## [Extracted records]
★ ★ ★ ★ ★ ★ ★

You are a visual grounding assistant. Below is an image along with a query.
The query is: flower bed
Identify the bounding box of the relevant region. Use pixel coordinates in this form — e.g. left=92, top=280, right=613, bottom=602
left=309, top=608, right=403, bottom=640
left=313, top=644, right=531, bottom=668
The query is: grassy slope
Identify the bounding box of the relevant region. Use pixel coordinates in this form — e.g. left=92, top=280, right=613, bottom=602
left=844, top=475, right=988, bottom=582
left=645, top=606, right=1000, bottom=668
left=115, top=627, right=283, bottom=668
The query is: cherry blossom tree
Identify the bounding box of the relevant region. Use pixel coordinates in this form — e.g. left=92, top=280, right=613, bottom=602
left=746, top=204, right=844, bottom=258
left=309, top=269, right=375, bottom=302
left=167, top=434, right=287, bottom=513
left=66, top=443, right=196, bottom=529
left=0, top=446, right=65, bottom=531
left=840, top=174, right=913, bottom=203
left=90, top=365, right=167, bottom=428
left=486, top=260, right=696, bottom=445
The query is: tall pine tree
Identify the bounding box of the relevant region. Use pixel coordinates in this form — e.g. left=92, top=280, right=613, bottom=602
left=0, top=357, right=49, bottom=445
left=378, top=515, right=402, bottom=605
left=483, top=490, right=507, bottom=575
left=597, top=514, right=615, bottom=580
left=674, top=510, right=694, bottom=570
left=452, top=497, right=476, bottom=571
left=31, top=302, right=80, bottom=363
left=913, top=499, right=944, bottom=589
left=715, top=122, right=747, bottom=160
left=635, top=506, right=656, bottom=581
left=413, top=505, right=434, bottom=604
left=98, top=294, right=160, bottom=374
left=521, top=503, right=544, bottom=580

★ ★ ★ ★ ★ ★ ★

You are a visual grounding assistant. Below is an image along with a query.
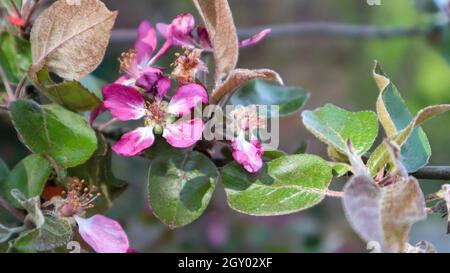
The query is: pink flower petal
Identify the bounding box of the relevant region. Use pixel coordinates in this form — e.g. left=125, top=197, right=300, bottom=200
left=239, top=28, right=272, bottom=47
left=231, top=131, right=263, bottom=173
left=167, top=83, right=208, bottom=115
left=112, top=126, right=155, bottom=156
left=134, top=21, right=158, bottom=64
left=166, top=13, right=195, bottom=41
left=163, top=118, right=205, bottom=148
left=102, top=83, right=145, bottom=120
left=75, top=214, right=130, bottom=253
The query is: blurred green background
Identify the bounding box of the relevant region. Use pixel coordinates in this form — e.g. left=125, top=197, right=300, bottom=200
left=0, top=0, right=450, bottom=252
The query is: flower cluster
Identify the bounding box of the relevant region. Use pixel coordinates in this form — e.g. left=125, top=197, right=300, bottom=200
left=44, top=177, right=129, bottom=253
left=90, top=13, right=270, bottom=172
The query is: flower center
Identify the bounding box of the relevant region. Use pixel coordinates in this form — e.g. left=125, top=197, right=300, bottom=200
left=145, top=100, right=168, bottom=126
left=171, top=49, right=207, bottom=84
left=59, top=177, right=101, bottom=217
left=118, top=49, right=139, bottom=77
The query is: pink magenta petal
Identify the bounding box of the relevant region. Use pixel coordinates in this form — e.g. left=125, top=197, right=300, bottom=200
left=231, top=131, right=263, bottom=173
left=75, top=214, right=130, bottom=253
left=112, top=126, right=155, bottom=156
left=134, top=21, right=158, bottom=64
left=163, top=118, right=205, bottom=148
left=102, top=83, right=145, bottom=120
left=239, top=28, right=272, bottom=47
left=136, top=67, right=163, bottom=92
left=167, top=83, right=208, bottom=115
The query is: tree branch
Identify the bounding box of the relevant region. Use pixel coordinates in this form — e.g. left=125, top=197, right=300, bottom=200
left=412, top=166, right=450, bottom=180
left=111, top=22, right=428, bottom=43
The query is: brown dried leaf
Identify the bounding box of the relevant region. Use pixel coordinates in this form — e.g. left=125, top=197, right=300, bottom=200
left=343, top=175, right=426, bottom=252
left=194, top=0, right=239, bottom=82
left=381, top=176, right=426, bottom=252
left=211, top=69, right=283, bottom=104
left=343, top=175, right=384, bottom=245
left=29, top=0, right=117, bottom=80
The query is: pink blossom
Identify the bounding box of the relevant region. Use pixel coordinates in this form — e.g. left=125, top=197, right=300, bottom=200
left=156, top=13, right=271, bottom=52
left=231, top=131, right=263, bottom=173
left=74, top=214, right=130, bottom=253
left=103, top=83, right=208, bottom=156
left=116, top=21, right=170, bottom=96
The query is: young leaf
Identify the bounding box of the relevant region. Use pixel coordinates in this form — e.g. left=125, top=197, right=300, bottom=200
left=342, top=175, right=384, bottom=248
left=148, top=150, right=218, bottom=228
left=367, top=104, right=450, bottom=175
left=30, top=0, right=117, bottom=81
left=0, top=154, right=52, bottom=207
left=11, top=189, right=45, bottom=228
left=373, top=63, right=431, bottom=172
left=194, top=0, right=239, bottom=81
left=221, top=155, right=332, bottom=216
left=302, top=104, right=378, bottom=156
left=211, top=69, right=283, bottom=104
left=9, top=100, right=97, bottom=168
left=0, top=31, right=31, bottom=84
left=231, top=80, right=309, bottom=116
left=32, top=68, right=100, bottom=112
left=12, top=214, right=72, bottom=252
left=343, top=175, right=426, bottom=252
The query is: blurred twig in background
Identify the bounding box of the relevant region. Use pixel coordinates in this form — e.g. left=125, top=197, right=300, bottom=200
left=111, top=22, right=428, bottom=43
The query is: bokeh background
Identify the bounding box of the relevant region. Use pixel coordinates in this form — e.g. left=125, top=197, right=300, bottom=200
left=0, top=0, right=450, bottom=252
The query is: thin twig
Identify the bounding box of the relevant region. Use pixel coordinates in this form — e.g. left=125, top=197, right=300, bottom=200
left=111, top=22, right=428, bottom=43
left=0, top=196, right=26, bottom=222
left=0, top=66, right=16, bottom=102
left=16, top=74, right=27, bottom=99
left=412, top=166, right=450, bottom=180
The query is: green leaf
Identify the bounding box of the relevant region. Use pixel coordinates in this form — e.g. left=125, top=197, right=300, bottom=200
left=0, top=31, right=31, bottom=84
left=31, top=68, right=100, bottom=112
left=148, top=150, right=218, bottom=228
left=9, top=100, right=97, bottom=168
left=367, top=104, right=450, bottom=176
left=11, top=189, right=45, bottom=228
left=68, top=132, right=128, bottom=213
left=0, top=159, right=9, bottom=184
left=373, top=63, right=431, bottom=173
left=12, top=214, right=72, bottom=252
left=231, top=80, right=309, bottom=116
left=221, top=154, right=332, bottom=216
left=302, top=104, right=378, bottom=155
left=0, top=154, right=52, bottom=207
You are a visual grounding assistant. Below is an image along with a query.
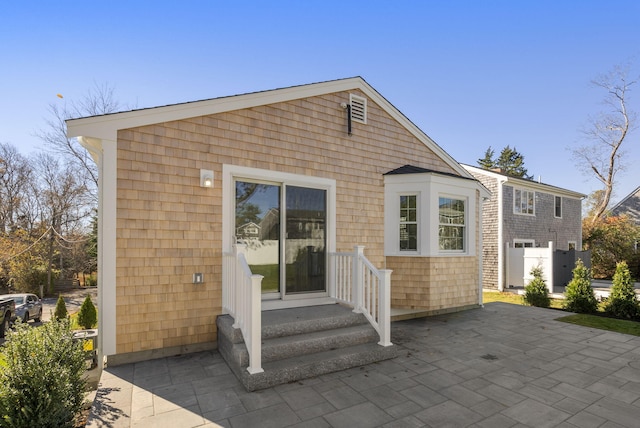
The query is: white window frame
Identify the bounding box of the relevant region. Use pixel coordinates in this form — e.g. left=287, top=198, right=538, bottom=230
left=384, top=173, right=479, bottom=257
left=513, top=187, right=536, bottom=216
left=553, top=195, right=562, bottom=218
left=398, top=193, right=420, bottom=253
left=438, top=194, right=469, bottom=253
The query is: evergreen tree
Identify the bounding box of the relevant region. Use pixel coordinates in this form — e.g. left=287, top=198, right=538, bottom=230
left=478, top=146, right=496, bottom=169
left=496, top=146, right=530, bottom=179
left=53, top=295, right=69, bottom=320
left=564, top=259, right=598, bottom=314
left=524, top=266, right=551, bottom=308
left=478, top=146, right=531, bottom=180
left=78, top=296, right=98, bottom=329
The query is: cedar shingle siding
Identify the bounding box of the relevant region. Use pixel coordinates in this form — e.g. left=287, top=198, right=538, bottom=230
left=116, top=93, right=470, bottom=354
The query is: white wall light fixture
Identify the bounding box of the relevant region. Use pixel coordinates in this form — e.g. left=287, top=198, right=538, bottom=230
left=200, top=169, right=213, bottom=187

★ ★ ★ ★ ★ ★ ★

## [What is expected]
Show every line from the items above that contains the word "pink".

## [Answer for the task]
The query is: pink flower petal
The query is: pink magenta petal
The query is: pink blossom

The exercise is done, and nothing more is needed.